WRITTEN TASK 1: Please write out the essay on reaching the end of one's twenties, everything from "Written By - Ritika" down to "this gets over.".

PASSAGE TO READ:
· · · · ·

Written By - Ritika Patel
Sunday, October 25, 2015
As I stand at the end of my twenties, my mind is in whirlwind of thoughts, each thought taking me down memory lane, some of it I didn't even realized I remember until recently, flashbacks so powerful, as if something is coming to an end, what exactly, I don't know, may be I am just being overly melodramatic about aging, that's the only plausible explanation I can give to myself so that I can remain sane until all of this gets over.
I do come across as an extrovert, a peoples' person, but I know in hearts of heart, if given a choice I may never step out of my cocoon ever, given the fact I do not like ninety nine percent of the people I meet and interact with on daily basis. The biggest reason of the same is because in all my life I have never met a person who would not spend his life and words proving the correctness of his thoughts, his opinion, his way of life and living, or how very humble and good they are, either by rubbing it in your face, or being pitiful in order for you to sympathize with them by telling them that they are doing the best they could. In all my life I haven't met a single person who would come and say that they are not good people. Why I am writing about this, is coz recently though, I do understand why, exactly why sometimes a room full of people might make you feel like the only person in the room.

· · · · ·

RECORDS SHOWN:
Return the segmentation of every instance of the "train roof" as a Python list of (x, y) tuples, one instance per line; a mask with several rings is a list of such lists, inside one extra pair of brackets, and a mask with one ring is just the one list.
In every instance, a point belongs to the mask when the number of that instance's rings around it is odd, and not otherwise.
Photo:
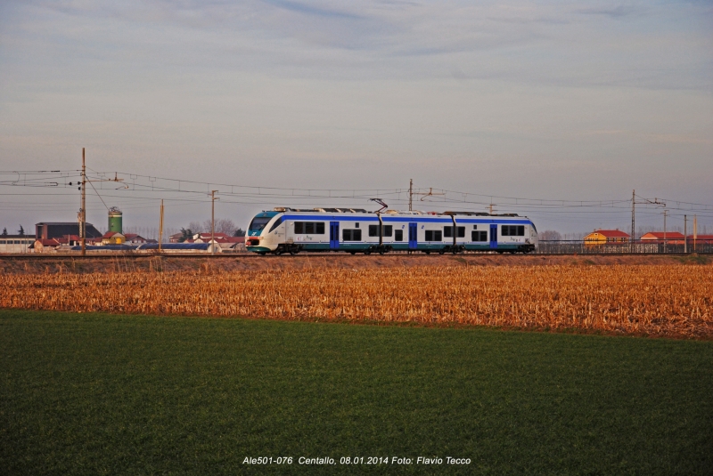
[[(320, 208), (291, 208), (275, 206), (273, 212), (277, 213), (308, 213), (308, 214), (376, 214), (364, 208), (320, 207)], [(265, 214), (266, 211), (263, 211)], [(423, 216), (490, 216), (490, 217), (520, 217), (518, 214), (488, 214), (486, 212), (423, 212), (422, 210), (385, 210), (382, 215), (423, 215)], [(527, 217), (520, 217), (527, 218)]]

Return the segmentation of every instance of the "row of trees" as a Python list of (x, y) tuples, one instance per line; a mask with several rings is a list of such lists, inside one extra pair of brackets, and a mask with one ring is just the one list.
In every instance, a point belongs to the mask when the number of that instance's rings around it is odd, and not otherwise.
[[(192, 238), (196, 233), (209, 233), (210, 232), (210, 220), (206, 220), (202, 223), (200, 222), (191, 222), (188, 223), (188, 228), (182, 228), (181, 241)], [(244, 237), (245, 230), (235, 225), (235, 222), (229, 218), (219, 218), (216, 220), (216, 233), (225, 233), (230, 237)]]

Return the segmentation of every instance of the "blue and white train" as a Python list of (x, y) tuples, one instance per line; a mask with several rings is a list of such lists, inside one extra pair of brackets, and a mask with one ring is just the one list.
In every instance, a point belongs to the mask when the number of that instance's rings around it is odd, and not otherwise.
[(537, 230), (531, 220), (514, 214), (275, 207), (255, 215), (245, 246), (263, 255), (300, 251), (529, 253), (537, 249)]

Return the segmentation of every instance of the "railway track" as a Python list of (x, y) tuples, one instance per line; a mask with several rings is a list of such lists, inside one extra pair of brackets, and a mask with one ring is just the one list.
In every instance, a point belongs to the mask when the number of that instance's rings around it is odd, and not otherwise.
[[(678, 257), (684, 257), (684, 256), (691, 256), (691, 255), (713, 255), (713, 253), (530, 253), (528, 254), (510, 254), (510, 253), (459, 253), (457, 254), (438, 254), (438, 253), (431, 253), (430, 254), (426, 254), (425, 253), (414, 253), (414, 254), (406, 254), (406, 253), (389, 253), (385, 254), (372, 254), (371, 257), (373, 258), (404, 258), (404, 257), (430, 257), (430, 258), (438, 258), (443, 256), (452, 256), (452, 257), (463, 257), (463, 256), (515, 256), (515, 257), (537, 257), (537, 256), (578, 256), (578, 257), (597, 257), (597, 256), (678, 256)], [(266, 254), (265, 256), (261, 256), (259, 254), (131, 254), (131, 253), (112, 253), (112, 254), (0, 254), (0, 260), (16, 260), (16, 261), (56, 261), (56, 260), (115, 260), (117, 258), (121, 259), (132, 259), (132, 260), (143, 260), (147, 258), (170, 258), (170, 259), (180, 259), (180, 260), (196, 260), (196, 259), (209, 259), (209, 260), (242, 260), (242, 259), (249, 259), (249, 260), (304, 260), (309, 259), (310, 257), (320, 257), (320, 258), (334, 258), (334, 259), (359, 259), (365, 258), (363, 254), (351, 254), (348, 253), (301, 253), (299, 254), (281, 254), (281, 255), (275, 255), (275, 254)]]

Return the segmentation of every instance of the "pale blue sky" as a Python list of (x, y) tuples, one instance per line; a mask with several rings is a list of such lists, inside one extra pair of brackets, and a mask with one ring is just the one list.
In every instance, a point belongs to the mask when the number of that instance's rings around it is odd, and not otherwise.
[[(97, 171), (207, 182), (713, 204), (713, 3), (0, 4), (0, 170), (76, 169), (82, 147)], [(125, 191), (107, 205), (153, 224), (155, 199)], [(69, 195), (0, 196), (0, 227), (73, 220), (76, 190), (49, 192)], [(217, 214), (277, 205), (251, 201)], [(209, 215), (167, 205), (173, 227)], [(570, 232), (630, 223), (521, 212)]]

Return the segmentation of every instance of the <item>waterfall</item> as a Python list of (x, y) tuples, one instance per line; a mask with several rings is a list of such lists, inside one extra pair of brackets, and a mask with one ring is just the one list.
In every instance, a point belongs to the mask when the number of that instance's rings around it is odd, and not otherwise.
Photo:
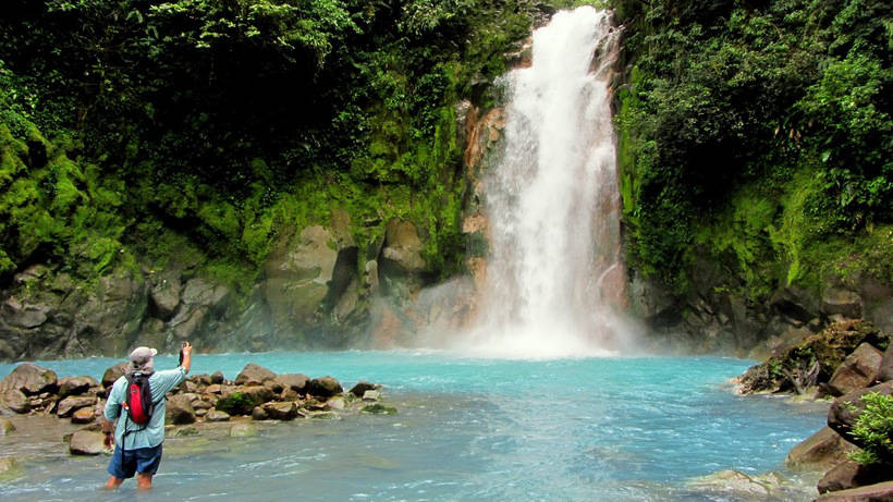
[(582, 7), (534, 33), (510, 72), (505, 149), (485, 180), (490, 256), (464, 348), (493, 356), (604, 355), (625, 297), (610, 69), (611, 15)]

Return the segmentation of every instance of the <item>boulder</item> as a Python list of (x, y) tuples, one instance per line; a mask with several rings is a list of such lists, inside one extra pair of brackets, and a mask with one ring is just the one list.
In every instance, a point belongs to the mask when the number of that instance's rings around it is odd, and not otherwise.
[(266, 403), (264, 412), (273, 420), (294, 420), (297, 416), (297, 406), (292, 403)]
[(195, 409), (189, 397), (178, 394), (168, 399), (166, 421), (175, 426), (195, 423)]
[(310, 380), (307, 385), (307, 393), (317, 397), (331, 397), (344, 392), (341, 383), (333, 377), (320, 377)]
[(15, 479), (22, 475), (22, 466), (11, 456), (0, 458), (0, 482)]
[(47, 322), (51, 308), (42, 304), (22, 304), (14, 298), (9, 298), (0, 306), (0, 313), (11, 326), (32, 330)]
[(863, 343), (834, 370), (828, 389), (834, 395), (857, 391), (874, 381), (883, 354), (870, 343)]
[(737, 470), (720, 470), (695, 478), (690, 486), (695, 489), (722, 491), (746, 499), (764, 500), (781, 494), (785, 480), (775, 473), (749, 476)]
[(867, 487), (823, 493), (816, 502), (890, 502), (893, 501), (893, 481)]
[(221, 412), (219, 409), (211, 408), (205, 415), (205, 419), (208, 421), (229, 421), (230, 414), (227, 412)]
[(829, 287), (822, 293), (822, 311), (827, 316), (841, 315), (847, 319), (863, 317), (863, 299), (857, 293)]
[(883, 353), (881, 359), (881, 367), (878, 368), (878, 381), (886, 382), (893, 380), (893, 343), (888, 345), (886, 352)]
[(242, 369), (242, 372), (235, 377), (235, 384), (236, 385), (260, 385), (267, 380), (273, 380), (276, 378), (276, 374), (270, 371), (269, 369), (258, 366), (254, 363), (248, 363), (245, 365), (245, 368)]
[(381, 249), (382, 271), (421, 272), (425, 269), (425, 259), (421, 257), (424, 247), (413, 223), (397, 219), (389, 221), (384, 228), (384, 247)]
[(105, 436), (91, 430), (78, 430), (71, 437), (69, 452), (72, 455), (98, 455), (106, 451)]
[(15, 430), (15, 426), (9, 418), (0, 417), (0, 436), (9, 436)]
[(359, 413), (368, 413), (371, 415), (396, 415), (396, 408), (386, 406), (381, 403), (375, 403), (364, 406)]
[(166, 270), (151, 278), (149, 285), (149, 302), (151, 302), (152, 314), (161, 320), (170, 320), (176, 307), (180, 305), (180, 281), (181, 271), (178, 269)]
[(298, 394), (305, 394), (307, 392), (307, 383), (310, 379), (307, 378), (306, 375), (288, 374), (277, 376), (276, 381), (279, 382), (283, 389), (291, 389)]
[(375, 383), (370, 383), (370, 382), (366, 382), (366, 381), (360, 381), (360, 382), (357, 382), (356, 385), (352, 387), (350, 392), (351, 392), (351, 394), (354, 394), (357, 397), (363, 397), (363, 395), (366, 393), (366, 391), (374, 391), (374, 390), (380, 389), (380, 388), (381, 388), (381, 385), (377, 385)]
[(254, 409), (252, 409), (253, 420), (266, 420), (267, 418), (269, 418), (269, 416), (267, 415), (267, 411), (262, 407), (255, 406)]
[(856, 425), (859, 415), (865, 411), (865, 403), (861, 396), (872, 392), (883, 395), (893, 395), (893, 381), (860, 389), (835, 399), (828, 408), (828, 427), (858, 446), (859, 444), (849, 436), (849, 431)]
[(93, 406), (94, 404), (96, 404), (96, 396), (70, 395), (59, 402), (59, 405), (56, 408), (56, 414), (59, 415), (60, 418), (69, 417), (75, 411), (87, 406)]
[(233, 438), (247, 438), (250, 436), (257, 436), (257, 427), (244, 421), (233, 424), (233, 426), (230, 427), (230, 436)]
[(105, 387), (107, 390), (111, 389), (114, 382), (118, 381), (119, 378), (124, 376), (124, 370), (127, 369), (127, 364), (129, 363), (126, 362), (119, 363), (108, 368), (106, 372), (102, 374), (102, 387)]
[(295, 237), (283, 238), (264, 266), (262, 295), (270, 309), (273, 328), (294, 330), (310, 325), (329, 294), (338, 261), (335, 236), (322, 226), (307, 226)]
[(58, 381), (56, 372), (51, 369), (26, 363), (16, 366), (7, 378), (0, 380), (0, 392), (13, 389), (22, 391), (25, 395), (56, 392)]
[(243, 396), (250, 400), (255, 406), (273, 399), (273, 391), (264, 385), (243, 387), (240, 389), (240, 392)]
[(881, 464), (860, 465), (856, 462), (842, 462), (831, 468), (819, 480), (819, 493), (848, 490), (851, 488), (874, 485), (890, 478), (889, 466)]
[(59, 379), (59, 397), (81, 395), (97, 387), (99, 382), (93, 377), (63, 377)]
[(830, 427), (810, 436), (787, 453), (785, 464), (794, 470), (827, 470), (846, 460), (856, 446), (845, 441)]
[(71, 415), (71, 423), (72, 424), (89, 424), (96, 419), (96, 408), (93, 406), (87, 406), (81, 409), (77, 409)]
[(189, 381), (192, 383), (195, 383), (196, 385), (205, 385), (205, 387), (208, 387), (208, 385), (213, 383), (211, 381), (211, 376), (210, 375), (205, 375), (205, 374), (193, 375), (192, 377), (188, 378), (187, 381)]
[(28, 413), (30, 402), (19, 389), (10, 389), (0, 393), (0, 406), (7, 407), (15, 413)]

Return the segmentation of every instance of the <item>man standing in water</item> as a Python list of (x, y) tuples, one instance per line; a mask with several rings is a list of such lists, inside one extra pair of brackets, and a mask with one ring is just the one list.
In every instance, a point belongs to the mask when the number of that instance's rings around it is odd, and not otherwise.
[[(114, 382), (106, 403), (102, 431), (106, 433), (106, 446), (114, 445), (114, 454), (108, 468), (111, 477), (105, 487), (107, 490), (114, 490), (134, 474), (139, 490), (152, 487), (152, 476), (161, 464), (161, 443), (164, 441), (164, 394), (186, 378), (192, 365), (192, 345), (184, 342), (180, 366), (166, 371), (155, 371), (154, 356), (158, 353), (155, 348), (136, 347), (131, 352), (131, 362), (124, 376)], [(126, 409), (130, 380), (134, 376), (148, 377), (151, 402), (155, 405), (148, 423), (142, 425), (135, 424)], [(147, 408), (148, 406), (146, 403)], [(115, 421), (112, 433), (112, 425)]]

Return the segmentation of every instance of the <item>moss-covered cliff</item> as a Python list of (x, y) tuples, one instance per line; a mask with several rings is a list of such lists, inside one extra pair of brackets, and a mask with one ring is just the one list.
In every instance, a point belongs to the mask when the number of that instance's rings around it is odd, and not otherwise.
[(893, 328), (889, 2), (613, 3), (639, 310), (738, 350), (846, 294)]

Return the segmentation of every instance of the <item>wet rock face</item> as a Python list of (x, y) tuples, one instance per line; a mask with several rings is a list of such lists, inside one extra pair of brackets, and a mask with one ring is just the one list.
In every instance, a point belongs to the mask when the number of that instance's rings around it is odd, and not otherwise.
[(828, 388), (834, 395), (857, 391), (874, 381), (883, 354), (869, 343), (863, 343), (831, 376)]
[(58, 377), (52, 370), (32, 364), (23, 364), (16, 366), (12, 372), (0, 381), (0, 392), (17, 390), (25, 395), (35, 395), (41, 392), (54, 392), (57, 383)]
[(101, 432), (78, 430), (71, 437), (69, 451), (72, 455), (98, 455), (106, 451), (105, 436)]
[(242, 369), (242, 372), (235, 377), (235, 384), (236, 385), (261, 385), (267, 380), (272, 380), (276, 378), (276, 374), (270, 371), (269, 369), (258, 366), (254, 363), (248, 363), (245, 368)]
[(787, 453), (785, 464), (796, 470), (823, 470), (846, 460), (856, 448), (830, 427), (820, 429)]
[(331, 397), (344, 392), (341, 383), (332, 377), (320, 377), (310, 380), (307, 392), (317, 397)]

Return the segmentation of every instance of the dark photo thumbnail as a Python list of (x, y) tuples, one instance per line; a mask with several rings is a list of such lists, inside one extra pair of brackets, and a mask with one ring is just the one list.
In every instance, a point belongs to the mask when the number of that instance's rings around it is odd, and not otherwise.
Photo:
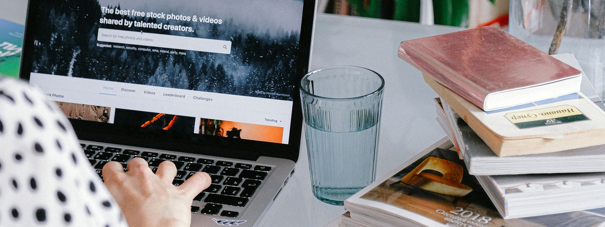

· · · · ·

WRITTEN TASK 2: Give again the lines of the records, everything from the line containing "of the <item>boulder</item>" down to the line containing "326), (32, 330)]".

FULL OUTPUT 1:
Written By - Ritika Patel
Sunday, October 25, 2015
As I stand at the end of my twenties, my mind is in whirlwind of thoughts, each thought taking me down memory lane, some of it I didn't even realized I remember until recently, flashbacks so powerful, as if something is coming to an end, what exactly, I don't know, may be I am just being overly melodramatic about aging, that's the only plausible explanation I can give to myself so that I can remain sane until all of this gets over.

FULL OUTPUT 2:
Return the segmentation of every instance of the <item>boulder</item> as a Python list of (x, y) tuples, one instance per line; a mask with several rings is a list of such lists, inside one extra pair of brackets, and a mask with one ring is just the one list.
In every instance, a point belongs to the mask when the number of that instance's rings around it is odd, and not otherwise.
[(266, 403), (264, 412), (273, 420), (294, 420), (297, 416), (297, 406), (292, 403)]
[(195, 409), (189, 397), (178, 394), (168, 399), (166, 421), (175, 426), (195, 423)]
[(310, 380), (307, 385), (307, 393), (317, 397), (331, 397), (344, 392), (341, 383), (333, 377), (320, 377)]
[(15, 479), (22, 475), (22, 466), (11, 456), (0, 458), (0, 482)]
[(47, 322), (51, 308), (42, 304), (22, 304), (14, 298), (9, 298), (0, 306), (0, 313), (11, 326), (32, 330)]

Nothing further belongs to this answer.